[‘Round the World] Finished

['Round the World] Finished

I have wanted to make a quilt with lots of dots since I started quilting. These dots slowly made their way into my stash (specifically, Michael Miller Ta Dot prints (with no white or black) as well as a few Anna Maria Horner Polka Line prints, which are the same scale as Ta Dot).

When I saw Allison’s (Cluck. Cluck. Sew.) raw-edge circle quilt, it immediately went on my list of quilts designs to try. Luckily, there’s a tutorial.

I needed wanted to make a gender neutral baby quilt and I thought the raw edge circles + polka dots would be a perfect combination for that.

['Round the World] Finished

I then added some Kona solids — solids that match the dot colors (not background colors) —to give the eye a place to rest.

To appliqué the circles and straight-line quilt, I used a 20-weight rainbow variegated thread and I love how the thicker thread stands out on the bright quilt.

As I was making this quilt, my girls kept calling it the pizza-pie fabric and my husband said it would give a baby seizures, but I disagree.

['Round the World] Finished

For the backing, I used a colorful Alexander Henry print from the Good Earth collection plus a strip of coordinating solids.

['Round the World] Finished

This quilt does not have my new labels on it because I got my label supplies one day after I finished the quilting. The next quilt will incorporate them though.

= COMPLETE THE FOLLOWING =
1) Print the lines of the listing, starting with the line that contains "Where can the red-haired" and going on through the last line of the listing.
2) Carry on the quilt post from the point where it stops.
The listing has no connection to the quilt post.

= TASK DATA =
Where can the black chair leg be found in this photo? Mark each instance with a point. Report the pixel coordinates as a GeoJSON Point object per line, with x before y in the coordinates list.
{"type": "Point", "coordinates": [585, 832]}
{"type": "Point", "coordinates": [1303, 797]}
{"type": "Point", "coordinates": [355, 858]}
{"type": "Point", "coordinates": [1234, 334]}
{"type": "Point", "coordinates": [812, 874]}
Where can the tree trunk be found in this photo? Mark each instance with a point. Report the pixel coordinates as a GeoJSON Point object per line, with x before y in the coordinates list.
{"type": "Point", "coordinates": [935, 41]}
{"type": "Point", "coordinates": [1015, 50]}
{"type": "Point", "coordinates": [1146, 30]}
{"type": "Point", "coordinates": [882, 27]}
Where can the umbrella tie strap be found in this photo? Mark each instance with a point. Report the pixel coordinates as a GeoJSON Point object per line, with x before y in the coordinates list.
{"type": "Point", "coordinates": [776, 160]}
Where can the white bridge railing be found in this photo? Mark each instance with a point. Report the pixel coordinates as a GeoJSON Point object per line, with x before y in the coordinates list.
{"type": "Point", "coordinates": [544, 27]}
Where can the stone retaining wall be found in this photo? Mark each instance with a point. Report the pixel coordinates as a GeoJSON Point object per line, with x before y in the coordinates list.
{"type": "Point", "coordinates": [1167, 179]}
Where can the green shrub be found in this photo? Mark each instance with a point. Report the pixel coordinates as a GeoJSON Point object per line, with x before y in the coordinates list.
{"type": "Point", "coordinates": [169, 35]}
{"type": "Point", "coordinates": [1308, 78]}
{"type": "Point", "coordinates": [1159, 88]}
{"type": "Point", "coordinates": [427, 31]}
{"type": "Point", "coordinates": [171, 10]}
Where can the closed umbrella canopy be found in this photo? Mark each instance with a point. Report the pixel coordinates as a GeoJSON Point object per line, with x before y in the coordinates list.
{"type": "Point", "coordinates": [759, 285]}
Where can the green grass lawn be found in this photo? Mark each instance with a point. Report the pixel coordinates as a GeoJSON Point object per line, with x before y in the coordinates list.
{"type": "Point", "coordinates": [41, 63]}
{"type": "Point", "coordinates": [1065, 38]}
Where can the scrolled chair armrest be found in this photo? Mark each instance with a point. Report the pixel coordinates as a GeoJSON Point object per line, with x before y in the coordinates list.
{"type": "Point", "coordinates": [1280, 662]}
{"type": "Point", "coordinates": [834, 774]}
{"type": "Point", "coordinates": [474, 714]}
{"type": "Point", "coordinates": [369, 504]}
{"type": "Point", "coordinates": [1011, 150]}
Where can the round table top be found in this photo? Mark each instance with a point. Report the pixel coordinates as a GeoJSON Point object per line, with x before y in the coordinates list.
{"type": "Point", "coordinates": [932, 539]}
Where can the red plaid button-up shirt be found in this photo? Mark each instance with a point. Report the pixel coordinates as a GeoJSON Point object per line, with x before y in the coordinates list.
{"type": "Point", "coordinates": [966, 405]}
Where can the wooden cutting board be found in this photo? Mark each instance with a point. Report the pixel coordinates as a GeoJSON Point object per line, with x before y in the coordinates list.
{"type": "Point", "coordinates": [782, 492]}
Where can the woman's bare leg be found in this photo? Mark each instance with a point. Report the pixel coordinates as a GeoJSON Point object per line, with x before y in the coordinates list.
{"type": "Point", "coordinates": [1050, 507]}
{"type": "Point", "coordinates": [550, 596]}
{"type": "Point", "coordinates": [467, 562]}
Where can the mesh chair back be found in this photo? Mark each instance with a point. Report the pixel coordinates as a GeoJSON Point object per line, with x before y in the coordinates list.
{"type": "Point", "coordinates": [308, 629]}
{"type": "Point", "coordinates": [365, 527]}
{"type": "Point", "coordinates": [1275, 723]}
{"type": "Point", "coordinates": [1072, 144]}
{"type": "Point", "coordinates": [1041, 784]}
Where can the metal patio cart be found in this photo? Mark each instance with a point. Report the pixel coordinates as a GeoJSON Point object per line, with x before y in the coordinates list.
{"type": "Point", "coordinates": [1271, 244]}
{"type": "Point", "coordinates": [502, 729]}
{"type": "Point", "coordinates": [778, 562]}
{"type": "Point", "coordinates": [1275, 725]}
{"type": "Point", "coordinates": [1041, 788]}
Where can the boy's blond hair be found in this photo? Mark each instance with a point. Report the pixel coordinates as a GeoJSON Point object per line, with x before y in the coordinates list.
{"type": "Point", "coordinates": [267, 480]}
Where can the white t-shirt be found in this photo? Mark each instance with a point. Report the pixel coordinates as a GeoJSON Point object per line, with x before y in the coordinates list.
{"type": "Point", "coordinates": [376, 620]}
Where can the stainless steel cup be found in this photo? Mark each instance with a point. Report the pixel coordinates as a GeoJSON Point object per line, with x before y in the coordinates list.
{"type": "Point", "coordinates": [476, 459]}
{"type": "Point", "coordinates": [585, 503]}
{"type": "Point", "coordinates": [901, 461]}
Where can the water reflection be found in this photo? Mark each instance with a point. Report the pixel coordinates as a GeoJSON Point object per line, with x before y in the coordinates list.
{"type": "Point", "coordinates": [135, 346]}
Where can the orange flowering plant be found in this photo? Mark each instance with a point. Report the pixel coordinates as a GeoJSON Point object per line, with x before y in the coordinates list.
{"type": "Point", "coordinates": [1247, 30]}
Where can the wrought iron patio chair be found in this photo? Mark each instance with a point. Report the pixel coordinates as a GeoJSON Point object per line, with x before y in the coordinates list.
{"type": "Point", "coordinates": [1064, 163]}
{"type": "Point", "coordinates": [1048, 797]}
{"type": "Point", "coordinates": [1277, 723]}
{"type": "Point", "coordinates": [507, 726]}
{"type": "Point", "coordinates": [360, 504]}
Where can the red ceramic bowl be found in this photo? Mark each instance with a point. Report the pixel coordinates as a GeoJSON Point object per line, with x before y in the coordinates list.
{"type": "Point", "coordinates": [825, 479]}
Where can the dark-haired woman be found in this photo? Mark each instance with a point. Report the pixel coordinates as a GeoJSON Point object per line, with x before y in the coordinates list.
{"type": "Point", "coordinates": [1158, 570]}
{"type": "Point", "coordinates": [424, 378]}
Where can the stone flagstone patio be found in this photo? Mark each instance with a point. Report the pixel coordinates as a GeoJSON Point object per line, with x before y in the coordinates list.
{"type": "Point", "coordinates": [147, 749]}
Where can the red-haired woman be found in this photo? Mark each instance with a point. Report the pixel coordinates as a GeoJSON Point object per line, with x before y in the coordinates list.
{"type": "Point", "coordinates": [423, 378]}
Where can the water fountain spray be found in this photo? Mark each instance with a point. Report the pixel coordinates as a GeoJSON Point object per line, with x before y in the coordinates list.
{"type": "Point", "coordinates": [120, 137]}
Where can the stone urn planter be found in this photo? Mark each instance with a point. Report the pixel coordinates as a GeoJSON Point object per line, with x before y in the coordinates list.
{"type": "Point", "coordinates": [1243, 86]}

= ANSWERS TO THE TASKS =
1)
Where can the red-haired woman be found in this photo? Mark each instance with a point. Report the pixel coordinates as a GeoJSON Point object per line, with x before y in the coordinates list.
{"type": "Point", "coordinates": [423, 378]}
Where can the water fountain spray be found in this photo? Mark each instance with a point. Report the pixel coordinates as a GeoJSON Point object per line, with x before y in the coordinates list.
{"type": "Point", "coordinates": [120, 137]}
Where can the stone urn planter be found in this photo? Mark each instance with a point. Report the pixel coordinates as a GeoJSON Point object per line, with x before y in the coordinates list.
{"type": "Point", "coordinates": [1243, 86]}

2)
I was so, so close to loving how this quilt turned out. Then, I washed it. You could say that I learned how not to raw-edge appliqué with this quilt. I much prefer the other lesson I learned while making this quilt. Darn circles. (I wonder if the raw-edge appliqué issues were because of the heavy weight thread??). Some of my raw edges unraveled a little too much and were just a wash or two away from coming apart from the quilt.

I tried a few different ways to fix my problem…

['Round the World] Finished

First, I outlined the inside of the circles with another line of sloppy stitches, thinking this would keep the circles from coming apart from the quilt. But, because of how I constructed the circles, this was not a solution at all; as it would expose the batting if the fabric unraveled more.

['Round the World] Finished

Luckily, I liked how the extra outlining looked on the back, so I left the outline stitches that I did in the quilt (I only did a row of circles with the outlining).

['Round the World] Finished

Next, I tried using a wiggly decorative stitch to sew all around the edge of a circle. I did not like how this turned out but I thought I would damage the fabric removing those stitches, so they stayed in the one circle that I stitched like this.

['Round the World] Finished

Last, I used a zig-zag stitch, but used it only where needed on the raw edge. I like to call this look the Frankenstein. While I don’t hate how the Frankenstein stitches look and I would have much preferred not to have had to patch my circles in this way.

So, even though I do not love how this quilt finished, I still do like it and can appreciate it since I hopefully will not make those same mistakes again!

A note about the quilt’s recipients
Our super nice neighbor-friends are expecting their fourth child and the baby should be here any day now. This family has really helped us out a few times and I thought a baby quilt would be a nice way to show them that we appreaciate them being our neighbors and to thank them for coming to our rescue on more than one occasion! I am thrilled to be able to give back to them in some way.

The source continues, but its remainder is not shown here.